> **Your objective**
Write the data below out exactly as it stands. Do not include the pictures.
_ _ _
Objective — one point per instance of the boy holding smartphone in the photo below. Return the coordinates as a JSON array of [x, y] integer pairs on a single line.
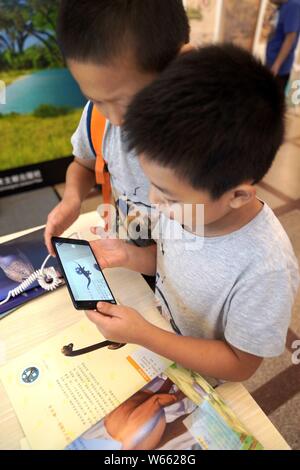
[[206, 131]]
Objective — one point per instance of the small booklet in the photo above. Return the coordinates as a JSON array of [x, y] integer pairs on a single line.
[[178, 410], [19, 259]]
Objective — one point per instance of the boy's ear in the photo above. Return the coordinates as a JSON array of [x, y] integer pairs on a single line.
[[242, 195], [186, 48]]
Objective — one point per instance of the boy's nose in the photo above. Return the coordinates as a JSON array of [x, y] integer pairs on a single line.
[[115, 117]]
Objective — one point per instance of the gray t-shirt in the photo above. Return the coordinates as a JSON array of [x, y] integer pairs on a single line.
[[129, 183], [239, 287]]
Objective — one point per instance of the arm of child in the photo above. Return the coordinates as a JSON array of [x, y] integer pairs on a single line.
[[284, 52], [80, 179], [113, 253], [212, 358]]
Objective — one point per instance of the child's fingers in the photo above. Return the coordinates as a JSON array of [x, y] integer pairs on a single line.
[[107, 309]]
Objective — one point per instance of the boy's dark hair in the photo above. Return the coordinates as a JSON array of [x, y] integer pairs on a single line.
[[102, 30], [215, 116]]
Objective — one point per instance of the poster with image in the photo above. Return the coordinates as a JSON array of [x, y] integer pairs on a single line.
[[203, 16]]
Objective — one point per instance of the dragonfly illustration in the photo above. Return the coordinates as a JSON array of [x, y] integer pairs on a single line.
[[82, 271]]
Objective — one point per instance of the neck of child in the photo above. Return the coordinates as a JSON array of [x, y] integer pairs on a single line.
[[234, 220]]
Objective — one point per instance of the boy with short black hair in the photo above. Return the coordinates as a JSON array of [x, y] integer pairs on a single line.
[[206, 131], [113, 48]]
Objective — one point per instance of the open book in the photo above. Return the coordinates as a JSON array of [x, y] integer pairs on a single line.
[[178, 410], [116, 398]]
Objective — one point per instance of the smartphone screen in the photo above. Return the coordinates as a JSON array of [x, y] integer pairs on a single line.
[[82, 272]]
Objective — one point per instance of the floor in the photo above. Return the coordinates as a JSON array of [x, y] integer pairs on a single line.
[[276, 385]]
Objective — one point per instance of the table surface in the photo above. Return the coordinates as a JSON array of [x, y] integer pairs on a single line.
[[42, 318]]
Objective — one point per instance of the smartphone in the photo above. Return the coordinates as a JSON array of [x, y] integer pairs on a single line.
[[83, 275]]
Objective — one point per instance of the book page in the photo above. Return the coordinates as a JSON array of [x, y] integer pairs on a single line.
[[57, 398]]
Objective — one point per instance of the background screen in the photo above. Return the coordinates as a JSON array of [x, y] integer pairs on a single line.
[[84, 277], [43, 103]]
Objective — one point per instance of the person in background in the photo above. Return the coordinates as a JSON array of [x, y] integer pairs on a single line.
[[283, 39]]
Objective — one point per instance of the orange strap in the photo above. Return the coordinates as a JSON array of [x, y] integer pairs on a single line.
[[98, 124]]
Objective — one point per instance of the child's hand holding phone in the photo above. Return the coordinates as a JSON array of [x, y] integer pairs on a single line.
[[120, 324]]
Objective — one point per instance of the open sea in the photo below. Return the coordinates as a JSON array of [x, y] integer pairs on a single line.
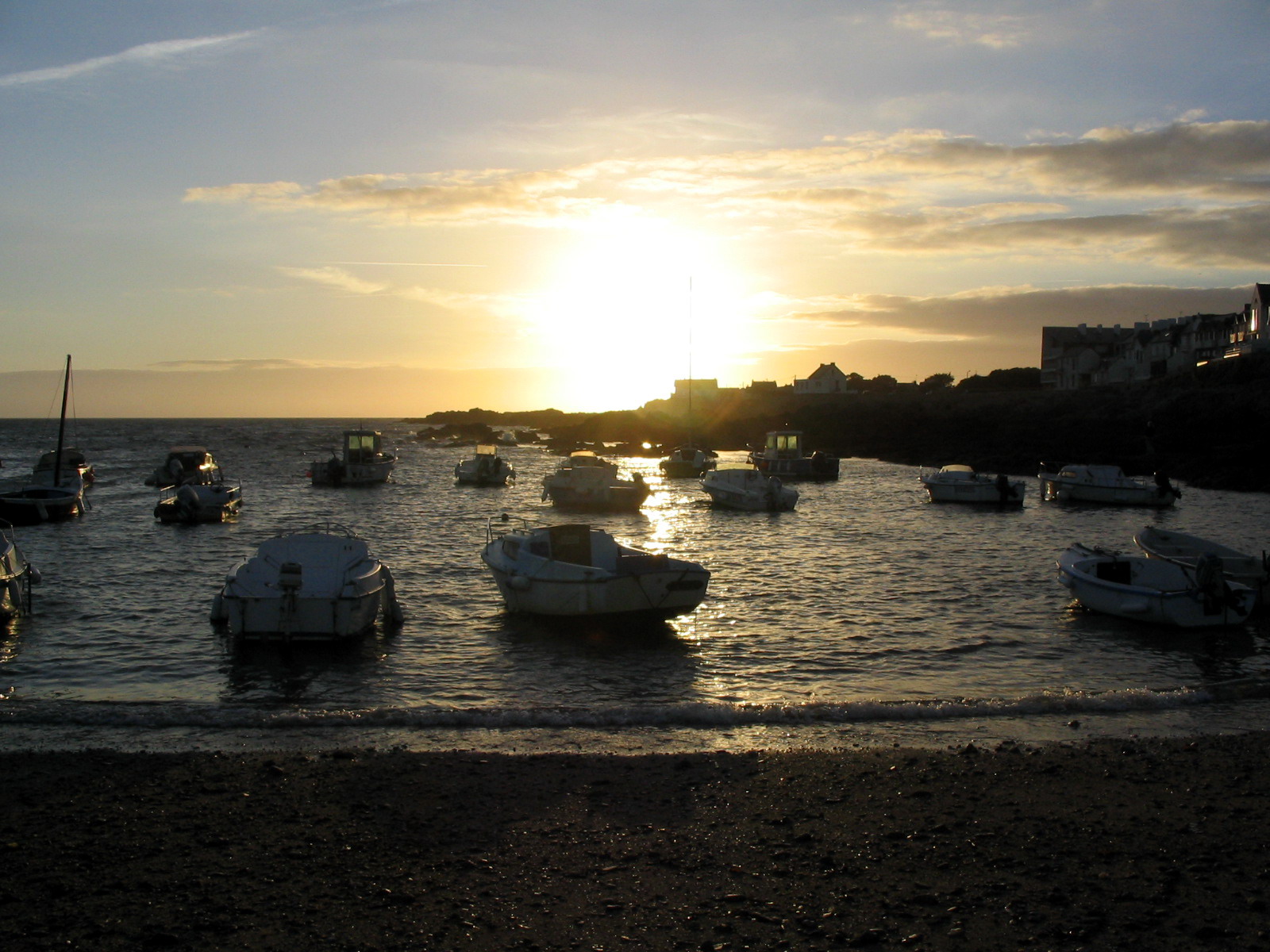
[[867, 617]]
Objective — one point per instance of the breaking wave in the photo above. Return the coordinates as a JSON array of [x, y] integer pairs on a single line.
[[168, 715]]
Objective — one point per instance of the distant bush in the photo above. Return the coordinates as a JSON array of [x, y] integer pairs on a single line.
[[1013, 378]]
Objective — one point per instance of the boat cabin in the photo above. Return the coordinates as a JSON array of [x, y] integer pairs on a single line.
[[361, 446], [784, 444]]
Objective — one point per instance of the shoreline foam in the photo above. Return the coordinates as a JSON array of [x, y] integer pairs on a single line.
[[1056, 846]]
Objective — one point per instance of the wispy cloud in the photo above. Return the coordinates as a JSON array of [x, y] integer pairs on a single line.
[[1009, 313], [1187, 194], [159, 54], [962, 27]]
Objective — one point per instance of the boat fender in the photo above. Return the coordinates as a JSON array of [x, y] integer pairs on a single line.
[[1210, 587], [187, 503], [391, 607], [774, 492]]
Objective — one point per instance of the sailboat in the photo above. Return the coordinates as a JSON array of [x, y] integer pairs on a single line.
[[60, 498], [689, 460]]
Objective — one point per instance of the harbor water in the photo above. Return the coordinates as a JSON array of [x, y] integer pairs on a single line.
[[868, 616]]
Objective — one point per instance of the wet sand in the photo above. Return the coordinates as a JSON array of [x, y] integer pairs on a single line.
[[1102, 846]]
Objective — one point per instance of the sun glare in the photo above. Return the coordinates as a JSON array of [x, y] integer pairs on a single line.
[[632, 309]]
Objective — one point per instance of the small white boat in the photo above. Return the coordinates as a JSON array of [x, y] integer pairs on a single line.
[[689, 463], [1106, 484], [783, 456], [587, 482], [17, 577], [1153, 589], [1187, 550], [746, 488], [321, 584], [962, 484], [486, 469], [362, 461], [581, 571], [183, 465]]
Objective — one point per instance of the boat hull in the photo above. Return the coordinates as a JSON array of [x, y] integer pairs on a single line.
[[200, 505], [306, 587], [31, 505], [276, 619], [653, 594], [749, 490], [16, 578], [983, 492], [488, 471], [1187, 550], [333, 473], [573, 571], [1106, 486], [597, 499], [806, 467]]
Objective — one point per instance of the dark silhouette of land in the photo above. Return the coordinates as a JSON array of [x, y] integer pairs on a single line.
[[1206, 428]]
_ _ _
> **Answer space**
Objective — one point per instance of the boy holding smartphone in the photo below. Return the coordinates as a JSON array of [x, y] integer pairs on a single line.
[[206, 131]]
Objective — one point per instance of the small booklet in the photo above. Return the coordinates as a JSON array of [x, y] integer pairs on a single line.
[[178, 410], [19, 259]]
Objective — one point per instance of the boy's ear in the photo above. Return the coordinates as a JSON array of [x, y] integer pairs on a single line.
[[242, 195], [186, 48]]
Objective — one point per instance of the boy's nose in the photo above. Return the coordinates as a JSON array of [x, y] integer pairs on a single line.
[[115, 117]]
Objective — one point per instance of the gray t-shirt in the photo above. Return the coordinates as a JSON array of [x, y] integer pairs on a single line.
[[129, 183], [239, 287]]
Objective — one point per instance of the arm of child in the photo above. Return the coordinates as a JSON array of [x, y] integer pairs on a single line.
[[284, 52], [80, 179], [113, 253], [212, 358]]
Objective — one point per instance of the child's fingers in the photo above. Return the coordinates as a JSON array of [x, y] integer pairs on a single line.
[[107, 309]]
Objective — one point per instance of the boy's dark hair in the photo above. Return the coordinates as a JSON array of [x, y] integer pairs on a single line.
[[102, 30], [215, 116]]
Objective — one point per instance of the poster with image in the photo above. Return the coordinates as a JSON array of [x, y] integer pairs on a single line.
[[203, 16]]
Objective — one point per instance of the dragonfly illustration in the photo above. Return the coordinates as a JSON array of [x, y] integer pairs on a single line.
[[82, 271]]
Objective — one point per instance of the neck of child in the photo above. Return the coordinates as a JSON array of [x, y] integer pairs on a single line.
[[234, 220]]
Objective — one point per instance of the boy with short black hair in the photo above. Return the coordinates as a JSON array of [x, y] integer pairs on a single line.
[[206, 131], [113, 48]]
Objective — one point per instance of the open book in the photo above. Return the coordinates as a JSON array of [x, y] integer pairs on a single line.
[[178, 410], [116, 398]]
Objective — one point per instance of the smartphone screen in the photo above. Return the coordinates as a JSON array of [x, y] integer pairs on a single line.
[[82, 272]]
Objective — one point per instance of the floor in the photo above. Return the coordinates as a JSON array of [x, y] integer pairs on a single line.
[[276, 385]]
Objective — one point per instance of the table surface in the photo above. Return the coordinates as a JSON array of [x, y] integer pairs on a single line.
[[42, 318]]
Objective — one point per instance of the smartphone in the photo above. Return the coordinates as a JSON array of [x, y] integer pairs on a single line.
[[83, 275]]
Objective — one point per instance of the book page in the photo above. Return the coordinates as a JSON array of [x, y] integer pairs on a single line.
[[57, 398]]
Objective — one point per instance of the background screen in the photo above. Return the coordinates as a JSON array of [x, y] integer pairs on a single line.
[[84, 277], [43, 103]]
Objective — one point per instance of the person in background in the photo above. Return the coordinates as a JSON array of [x, y] integer pairs on a single line.
[[283, 39]]
Objective — one point per instance of the orange strap in the photo above. Return the coordinates as a JSON array of [x, y] integer pairs on a single line.
[[98, 124]]
Objective — one point per instance of the child's hand holding phone in the photo above. Return the coordinates as a JSON array of [x, y] integer pairs on a single line.
[[120, 324]]
Objective — one point per instance of the open sea in the photo below. Return the coordinates as a JSON array of [x, y] integer pairs on a single line.
[[867, 617]]
Objective — one point per instance of the breaking wave in the photo above. Return the coordinates as a JSON array of [x, y] integer pairs on a single line.
[[168, 715]]
Objective — one point per instance of the distant bush in the photo above. Return the coordinates as a JSON array of [x, y] integer pairs on a single line.
[[1013, 378]]
Objective — one point per instance of the boat cabin in the photo above. Return the coordinates as a JSON array of [x, y] integer pairs on a single line.
[[361, 446], [784, 444]]
Objective — one point per instance of the shoreline foam in the photo above. Return the coordinates as a JSON array of [x, y] integer pairs on a single line.
[[1056, 846]]
Objective — one point per instance of the wispy cloud in the photo above. Return the coordinates as a JSON array of [x, y] integer pairs on a single line.
[[1009, 313], [1187, 194], [159, 54], [962, 27]]
Objective — one point per instance of the boat fender in the photo above. Return the coordinates as a JSON array of [x, y] integer pairs on a single line.
[[1210, 587], [187, 503], [391, 607], [774, 492]]
Objective — one point per instance of the sailboat in the photo above. Return the coordinates as a JSON array of [x, y] integer pairs on a single line.
[[60, 498], [689, 460]]
Objective — one point per instance of the harbor water in the photo above. Return the coordinates as a JSON array of [x, y] integer pairs on a single line.
[[868, 616]]
Objective — one point per instance of the wet sand in the photo above. Return the coordinates as a JSON array of [x, y] integer pairs on a single line.
[[1102, 846]]
Objective — one point per instance of the sun glare in the photo above. Return the coordinates as a JSON array of [x, y] integer pairs on a single line.
[[632, 309]]
Objective — one point per instance of the small white boat in the photo above. Return the coordinates as a JSON array of [x, y] integer pairs on a single line.
[[689, 463], [1106, 484], [783, 456], [587, 482], [17, 577], [1153, 589], [1187, 550], [746, 488], [321, 584], [962, 484], [486, 469], [362, 461], [581, 571], [183, 465]]
Objective — one point per instance of the boat hull in the photo above. Return the coordinates as a JSON array of [x, y] integer pairs on a single line.
[[200, 505], [306, 587], [31, 505], [276, 619], [653, 594], [749, 490], [16, 578], [983, 492], [488, 471], [1187, 550], [333, 473], [573, 571], [1106, 486], [597, 499], [806, 467]]
Objective — one point per instance of the dark silhouette of land in the photo above. Return the coordinates as a JSON array of [x, y] integer pairs on a single line.
[[1206, 428]]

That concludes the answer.